### ENTRIES SHOWN
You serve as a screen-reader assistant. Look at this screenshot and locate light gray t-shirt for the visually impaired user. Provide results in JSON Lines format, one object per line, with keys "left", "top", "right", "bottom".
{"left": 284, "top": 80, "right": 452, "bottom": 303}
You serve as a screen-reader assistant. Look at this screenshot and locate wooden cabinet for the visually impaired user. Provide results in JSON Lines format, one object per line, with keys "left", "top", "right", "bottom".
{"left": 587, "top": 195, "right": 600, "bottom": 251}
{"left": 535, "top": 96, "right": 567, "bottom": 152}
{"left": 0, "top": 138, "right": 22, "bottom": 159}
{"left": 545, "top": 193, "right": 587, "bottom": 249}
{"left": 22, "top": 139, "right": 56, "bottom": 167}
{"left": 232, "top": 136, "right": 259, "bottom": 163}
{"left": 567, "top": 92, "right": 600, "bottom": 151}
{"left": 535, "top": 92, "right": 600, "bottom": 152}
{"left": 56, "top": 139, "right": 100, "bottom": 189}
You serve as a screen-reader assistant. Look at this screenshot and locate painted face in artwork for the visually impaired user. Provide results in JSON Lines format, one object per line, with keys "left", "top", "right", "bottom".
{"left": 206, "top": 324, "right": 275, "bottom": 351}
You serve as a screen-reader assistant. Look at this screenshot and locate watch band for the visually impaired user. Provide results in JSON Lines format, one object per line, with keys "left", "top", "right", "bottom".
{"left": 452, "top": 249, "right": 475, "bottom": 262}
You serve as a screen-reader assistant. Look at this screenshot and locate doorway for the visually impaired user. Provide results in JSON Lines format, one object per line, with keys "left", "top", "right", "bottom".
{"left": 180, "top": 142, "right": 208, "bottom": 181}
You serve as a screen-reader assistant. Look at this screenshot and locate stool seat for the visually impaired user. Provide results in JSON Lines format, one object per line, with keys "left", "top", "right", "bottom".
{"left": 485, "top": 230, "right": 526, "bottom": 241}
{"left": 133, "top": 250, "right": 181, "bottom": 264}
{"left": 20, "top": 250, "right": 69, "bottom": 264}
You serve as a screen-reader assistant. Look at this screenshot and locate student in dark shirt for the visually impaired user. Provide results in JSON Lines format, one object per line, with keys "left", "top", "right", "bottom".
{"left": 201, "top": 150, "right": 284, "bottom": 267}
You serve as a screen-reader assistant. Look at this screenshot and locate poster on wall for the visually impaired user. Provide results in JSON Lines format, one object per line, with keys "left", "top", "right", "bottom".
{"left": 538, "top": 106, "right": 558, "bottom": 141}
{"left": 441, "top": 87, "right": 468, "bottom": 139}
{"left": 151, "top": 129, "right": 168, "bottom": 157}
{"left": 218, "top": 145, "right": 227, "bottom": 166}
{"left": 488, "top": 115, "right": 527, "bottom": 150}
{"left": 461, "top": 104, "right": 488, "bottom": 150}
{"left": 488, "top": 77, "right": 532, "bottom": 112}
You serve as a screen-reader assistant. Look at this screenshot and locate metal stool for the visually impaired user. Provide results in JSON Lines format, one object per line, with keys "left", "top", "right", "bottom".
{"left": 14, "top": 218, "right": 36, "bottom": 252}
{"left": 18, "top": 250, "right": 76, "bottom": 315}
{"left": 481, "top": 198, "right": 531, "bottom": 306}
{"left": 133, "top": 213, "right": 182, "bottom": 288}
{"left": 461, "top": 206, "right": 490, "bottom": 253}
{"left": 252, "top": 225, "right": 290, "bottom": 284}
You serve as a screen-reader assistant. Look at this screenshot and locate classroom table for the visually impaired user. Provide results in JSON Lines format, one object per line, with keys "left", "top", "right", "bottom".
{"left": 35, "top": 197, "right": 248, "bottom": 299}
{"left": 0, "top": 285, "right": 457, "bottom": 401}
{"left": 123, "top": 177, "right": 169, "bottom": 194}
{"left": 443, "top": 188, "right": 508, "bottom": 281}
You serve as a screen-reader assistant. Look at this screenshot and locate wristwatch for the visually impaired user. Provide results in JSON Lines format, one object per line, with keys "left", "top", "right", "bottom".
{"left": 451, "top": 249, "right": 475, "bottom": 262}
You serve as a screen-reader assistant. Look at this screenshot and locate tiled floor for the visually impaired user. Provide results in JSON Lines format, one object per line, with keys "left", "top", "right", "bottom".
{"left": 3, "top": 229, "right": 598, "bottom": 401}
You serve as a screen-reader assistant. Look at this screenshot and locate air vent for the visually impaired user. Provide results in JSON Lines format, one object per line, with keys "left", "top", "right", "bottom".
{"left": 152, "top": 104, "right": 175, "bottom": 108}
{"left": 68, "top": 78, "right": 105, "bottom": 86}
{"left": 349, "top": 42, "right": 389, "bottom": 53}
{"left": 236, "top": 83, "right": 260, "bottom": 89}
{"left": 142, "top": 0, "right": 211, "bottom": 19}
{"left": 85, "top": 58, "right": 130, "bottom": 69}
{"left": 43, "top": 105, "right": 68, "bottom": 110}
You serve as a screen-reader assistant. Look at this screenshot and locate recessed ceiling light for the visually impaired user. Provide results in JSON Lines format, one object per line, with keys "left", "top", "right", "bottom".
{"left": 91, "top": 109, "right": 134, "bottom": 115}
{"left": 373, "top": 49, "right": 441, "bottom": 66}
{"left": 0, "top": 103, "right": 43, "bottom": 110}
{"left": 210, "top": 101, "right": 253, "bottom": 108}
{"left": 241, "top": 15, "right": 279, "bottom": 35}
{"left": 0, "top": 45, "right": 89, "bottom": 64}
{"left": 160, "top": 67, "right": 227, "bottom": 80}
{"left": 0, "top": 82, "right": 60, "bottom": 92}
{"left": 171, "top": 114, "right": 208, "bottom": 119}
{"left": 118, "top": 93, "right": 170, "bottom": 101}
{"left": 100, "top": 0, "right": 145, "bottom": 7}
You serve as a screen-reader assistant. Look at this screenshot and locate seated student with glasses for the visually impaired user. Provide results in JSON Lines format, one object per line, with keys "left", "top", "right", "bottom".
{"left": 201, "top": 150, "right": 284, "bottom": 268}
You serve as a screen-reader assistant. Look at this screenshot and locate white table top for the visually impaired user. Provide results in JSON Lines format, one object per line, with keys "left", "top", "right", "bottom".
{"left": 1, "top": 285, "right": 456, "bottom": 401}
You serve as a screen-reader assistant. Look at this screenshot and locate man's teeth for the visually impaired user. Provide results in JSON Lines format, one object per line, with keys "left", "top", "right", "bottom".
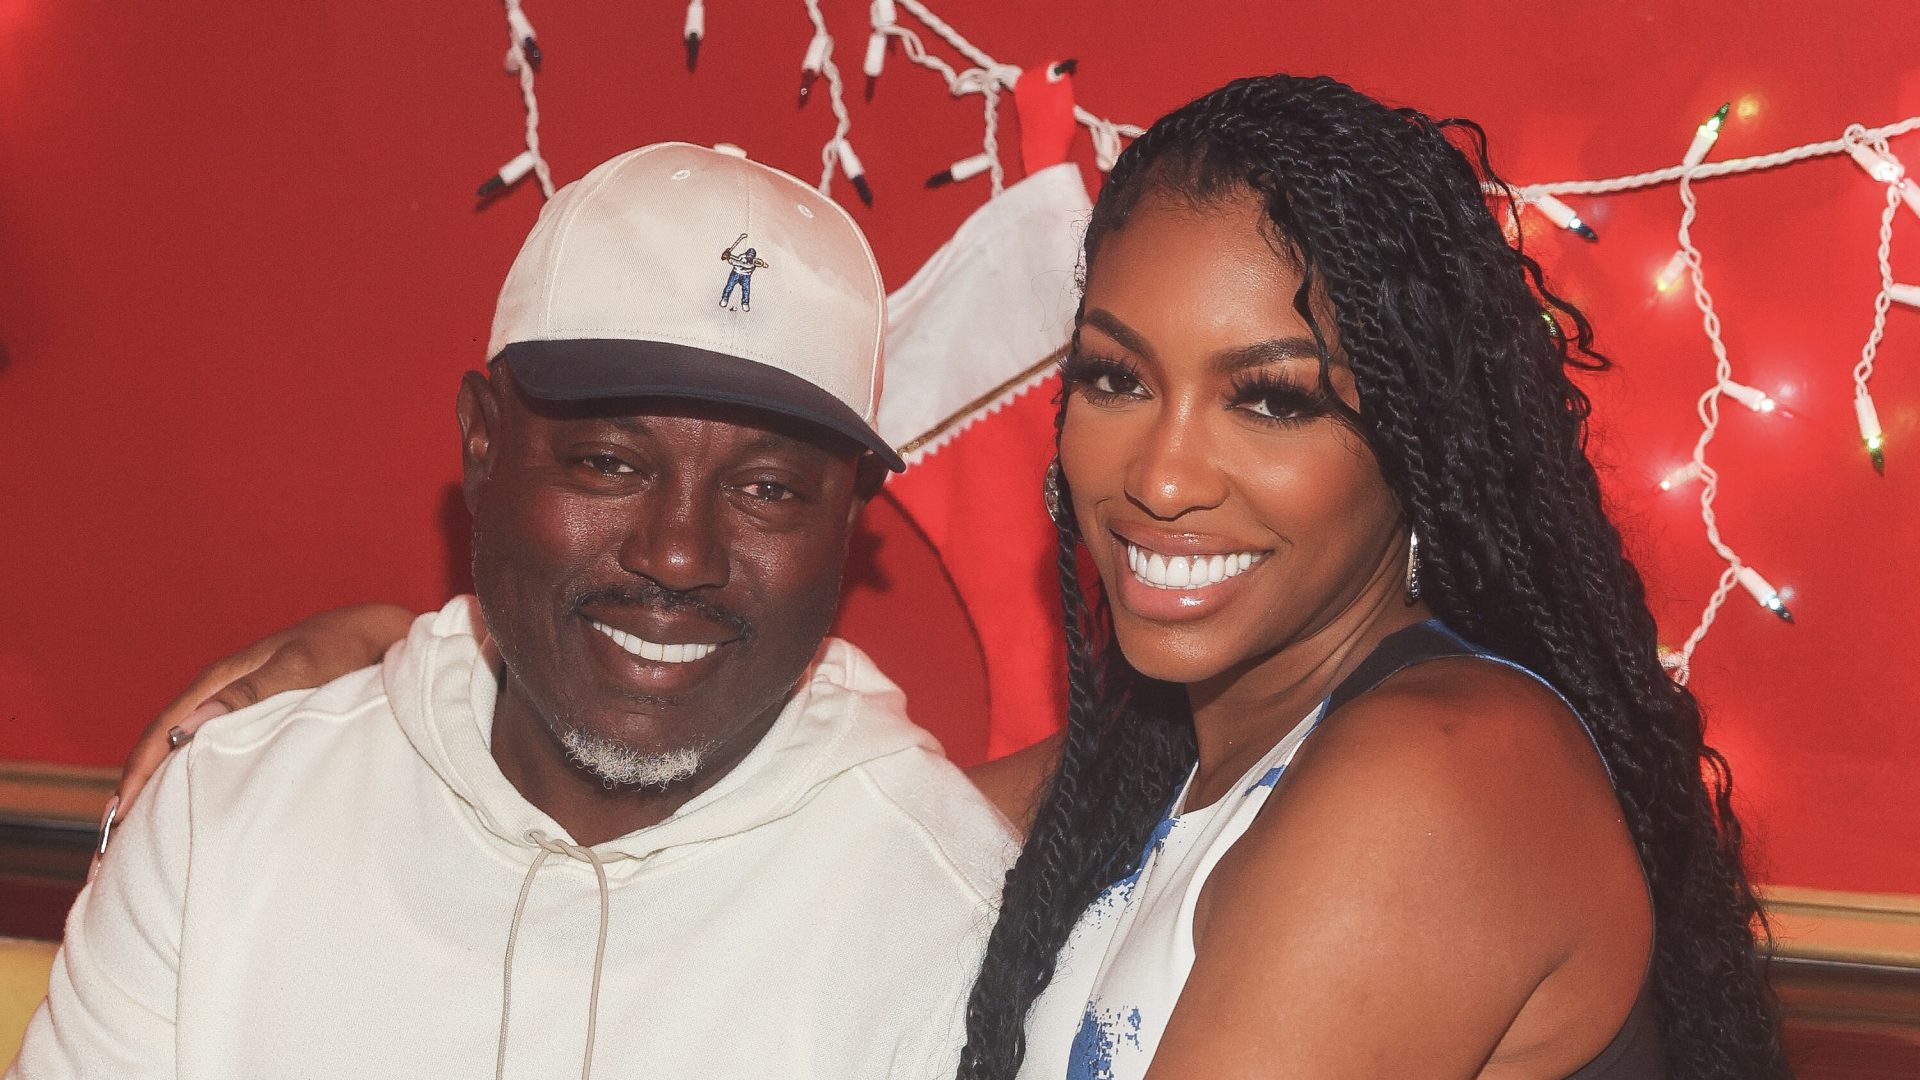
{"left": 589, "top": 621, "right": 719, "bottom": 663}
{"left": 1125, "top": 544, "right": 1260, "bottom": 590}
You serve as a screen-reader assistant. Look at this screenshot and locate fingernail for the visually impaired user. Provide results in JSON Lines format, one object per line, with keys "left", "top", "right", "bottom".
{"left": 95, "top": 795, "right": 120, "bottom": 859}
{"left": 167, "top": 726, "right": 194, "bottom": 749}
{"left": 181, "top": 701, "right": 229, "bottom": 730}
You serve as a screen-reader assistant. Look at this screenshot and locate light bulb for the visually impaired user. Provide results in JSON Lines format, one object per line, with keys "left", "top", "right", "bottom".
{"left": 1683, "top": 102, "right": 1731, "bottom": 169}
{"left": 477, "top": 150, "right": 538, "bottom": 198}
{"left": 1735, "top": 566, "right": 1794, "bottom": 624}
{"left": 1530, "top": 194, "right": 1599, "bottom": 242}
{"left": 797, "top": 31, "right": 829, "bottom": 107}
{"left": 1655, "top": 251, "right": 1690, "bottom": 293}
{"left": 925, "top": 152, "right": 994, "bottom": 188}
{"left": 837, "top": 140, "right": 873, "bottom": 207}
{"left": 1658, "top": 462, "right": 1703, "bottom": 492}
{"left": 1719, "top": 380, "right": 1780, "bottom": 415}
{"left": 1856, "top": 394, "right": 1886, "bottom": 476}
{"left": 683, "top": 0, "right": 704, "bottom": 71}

### TASK REQUIREMENTS
Output the full material above exactly, leaving every picture out.

### ANSWER BOX
You serve as a screen-reader assistant. Look at this screenshot and locate light gray t-shirt for the visually impaired user. Provide results in JSON Lines format, one object per line, with keys "left", "top", "right", "bottom".
{"left": 284, "top": 80, "right": 452, "bottom": 303}
You serve as a screen-reader assistant. Look at this screenshot and locate wooden cabinet for the visually impaired user. Provide results in JSON Lines format, one object per line, with keys "left", "top", "right", "bottom".
{"left": 587, "top": 195, "right": 600, "bottom": 251}
{"left": 535, "top": 96, "right": 567, "bottom": 152}
{"left": 0, "top": 138, "right": 22, "bottom": 159}
{"left": 545, "top": 193, "right": 587, "bottom": 249}
{"left": 22, "top": 139, "right": 56, "bottom": 167}
{"left": 232, "top": 136, "right": 259, "bottom": 163}
{"left": 567, "top": 92, "right": 600, "bottom": 151}
{"left": 535, "top": 92, "right": 600, "bottom": 152}
{"left": 56, "top": 139, "right": 100, "bottom": 189}
You serve as a screen-reader assistant. Look at this screenshot and locate painted face in artwork for the visually impaired user. Provide results in JSON Lines format, one object per line, with keys "left", "top", "right", "bottom".
{"left": 206, "top": 324, "right": 275, "bottom": 351}
You serve as a screen-reader assistant. Look at this screenshot and locate watch band for the visually impaired user. Provide results in JSON Lines format, one object per line, with keys "left", "top", "right", "bottom".
{"left": 452, "top": 249, "right": 475, "bottom": 262}
You serve as a screen-reader assistant. Look at this screenshot and locate doorway for the visually impaired user. Provide results in JSON Lines format, one object per line, with keys "left", "top", "right", "bottom".
{"left": 180, "top": 142, "right": 208, "bottom": 181}
You serve as a screen-reader assistant. Look at this screenshot and locate stool seat for the visually impaired user. Provide results in JSON Lines format, one object per line, with keys "left", "top", "right", "bottom".
{"left": 485, "top": 230, "right": 526, "bottom": 241}
{"left": 133, "top": 250, "right": 181, "bottom": 264}
{"left": 20, "top": 250, "right": 69, "bottom": 264}
You serve as a screen-reader assistant. Look at this screenshot and locate student in dark shirt for the visually impaired user. Provide results in JSON Lines format, one object per line, with keys "left", "top", "right", "bottom".
{"left": 201, "top": 150, "right": 284, "bottom": 267}
You serve as a screen-reader assistant. Look at this screenshot and locate poster on wall for the visually impaired user. Provide results in JSON Lines format, one object per line, with keys "left", "top", "right", "bottom".
{"left": 538, "top": 106, "right": 558, "bottom": 141}
{"left": 441, "top": 87, "right": 468, "bottom": 139}
{"left": 151, "top": 129, "right": 168, "bottom": 157}
{"left": 218, "top": 145, "right": 227, "bottom": 166}
{"left": 488, "top": 115, "right": 527, "bottom": 150}
{"left": 461, "top": 104, "right": 488, "bottom": 150}
{"left": 488, "top": 77, "right": 532, "bottom": 112}
You serve as a screen-reader assistant. Look at this screenshot and locate metal stool for the visually impaired user. Provide results in JSON Lines format, one object per line, with keys "left", "top", "right", "bottom".
{"left": 14, "top": 218, "right": 36, "bottom": 252}
{"left": 18, "top": 250, "right": 76, "bottom": 315}
{"left": 481, "top": 198, "right": 531, "bottom": 306}
{"left": 133, "top": 213, "right": 182, "bottom": 288}
{"left": 461, "top": 206, "right": 490, "bottom": 253}
{"left": 252, "top": 225, "right": 290, "bottom": 284}
You serve as a screen-reader assistant. Look at this screenshot and locate classroom table for the visually impaired user. Provide results in JSON Lines format, one object per line, with keys "left", "top", "right", "bottom".
{"left": 35, "top": 197, "right": 248, "bottom": 299}
{"left": 0, "top": 285, "right": 457, "bottom": 401}
{"left": 123, "top": 177, "right": 169, "bottom": 194}
{"left": 443, "top": 188, "right": 508, "bottom": 281}
You serve as a screen-reader assistant. Look at this screenshot and locate wristwatch for the visually impaired user. Provide results in JSON Lines format, one object per line, with keys "left", "top", "right", "bottom".
{"left": 451, "top": 249, "right": 475, "bottom": 262}
You serve as a screen-reader assistant. Look at this screenshot and locate tiled floor for the visually impaired user. Provide results in JSON Lines format, one object per line, with keys "left", "top", "right", "bottom".
{"left": 3, "top": 229, "right": 598, "bottom": 401}
You serve as a screen-reader assistant. Look at this screenshot and locate air vent for the visually impaired user. Provide results in JSON Lines format, one object per line, with keys "left", "top", "right", "bottom".
{"left": 152, "top": 104, "right": 175, "bottom": 108}
{"left": 68, "top": 78, "right": 105, "bottom": 86}
{"left": 349, "top": 42, "right": 389, "bottom": 53}
{"left": 236, "top": 83, "right": 260, "bottom": 89}
{"left": 142, "top": 0, "right": 211, "bottom": 19}
{"left": 85, "top": 58, "right": 130, "bottom": 69}
{"left": 43, "top": 105, "right": 68, "bottom": 110}
You serve as a screen-reader assistant. Look at this screenshot and locate recessed ceiling light for the visually impaired user. Provide results in JSON Lines format, one object per line, with keys "left", "top", "right", "bottom".
{"left": 91, "top": 109, "right": 134, "bottom": 115}
{"left": 373, "top": 49, "right": 441, "bottom": 66}
{"left": 0, "top": 103, "right": 43, "bottom": 110}
{"left": 210, "top": 101, "right": 253, "bottom": 108}
{"left": 241, "top": 15, "right": 279, "bottom": 35}
{"left": 0, "top": 45, "right": 89, "bottom": 64}
{"left": 160, "top": 67, "right": 227, "bottom": 80}
{"left": 0, "top": 82, "right": 60, "bottom": 92}
{"left": 171, "top": 114, "right": 208, "bottom": 119}
{"left": 118, "top": 93, "right": 170, "bottom": 101}
{"left": 100, "top": 0, "right": 145, "bottom": 7}
You serve as a screen-reader assistant. Look at this screenshot and locate seated student with glasses for the visually impaired user. Provide results in JSON Lines format, one object per line, with keys "left", "top", "right", "bottom".
{"left": 201, "top": 150, "right": 284, "bottom": 268}
You serve as a screen-reader assistant. Look at this screenshot and locate white table top for the visually impaired user. Provide results in JSON Lines format, one object per line, with keys "left", "top", "right", "bottom".
{"left": 1, "top": 285, "right": 456, "bottom": 401}
You serve as a screen-reader assistant. Look at this screenshot and locate man's teeth for the visually impaired user. Provide results in JSON Lines format, one object per line, with keys "left", "top", "right", "bottom".
{"left": 589, "top": 621, "right": 719, "bottom": 663}
{"left": 1125, "top": 544, "right": 1260, "bottom": 590}
You serve as a screen-reader assistant. Look at this screenshot and locate fingernail for the visually impaired user. Provide results in JSON Lines format, one object per line, with keys "left", "top", "right", "bottom".
{"left": 95, "top": 795, "right": 120, "bottom": 859}
{"left": 167, "top": 726, "right": 194, "bottom": 749}
{"left": 181, "top": 701, "right": 229, "bottom": 730}
You serve as a screen-reader assistant. Look at this screenshot and locate light bulb for the visually impaired user. Provide results in JSON Lines format, one object per line, with keys "left", "top", "right", "bottom".
{"left": 1683, "top": 102, "right": 1731, "bottom": 169}
{"left": 477, "top": 150, "right": 538, "bottom": 198}
{"left": 1735, "top": 566, "right": 1794, "bottom": 624}
{"left": 1530, "top": 194, "right": 1599, "bottom": 242}
{"left": 797, "top": 31, "right": 829, "bottom": 107}
{"left": 1655, "top": 251, "right": 1690, "bottom": 293}
{"left": 925, "top": 152, "right": 994, "bottom": 188}
{"left": 837, "top": 140, "right": 873, "bottom": 207}
{"left": 1658, "top": 462, "right": 1703, "bottom": 492}
{"left": 1719, "top": 380, "right": 1780, "bottom": 415}
{"left": 1856, "top": 394, "right": 1886, "bottom": 476}
{"left": 683, "top": 0, "right": 704, "bottom": 71}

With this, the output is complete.